--- TASK TO CARRY OUT ---
Rewrite the lines below with "worker's hand" changed to "human hand" and everything else left as is. Leave the pictures out of your answer.

--- DATASET RECORDS ---
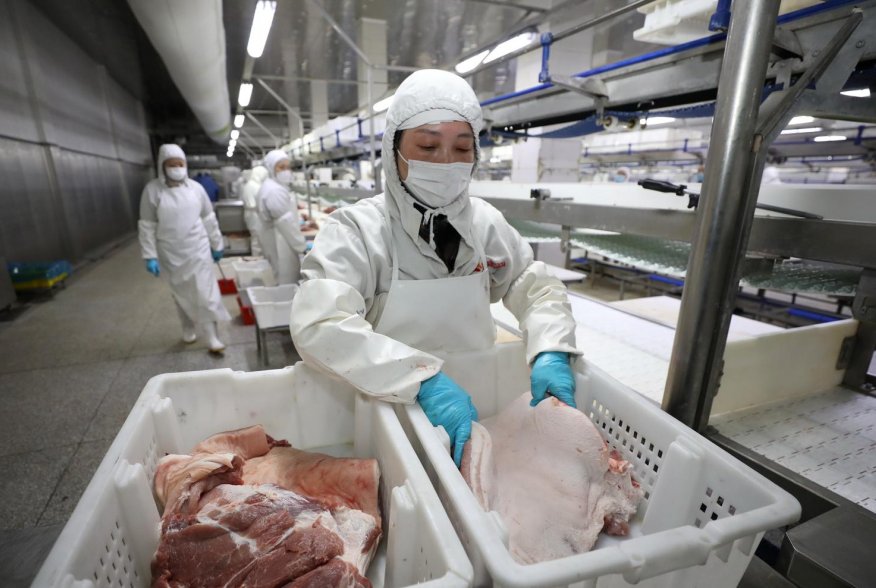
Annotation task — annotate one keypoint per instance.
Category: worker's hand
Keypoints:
(552, 375)
(448, 405)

--- ANSWER TO THIS TASK ---
Annotation task — annotate one keypoint per instance.
Category: human hand
Keypoints:
(552, 375)
(448, 405)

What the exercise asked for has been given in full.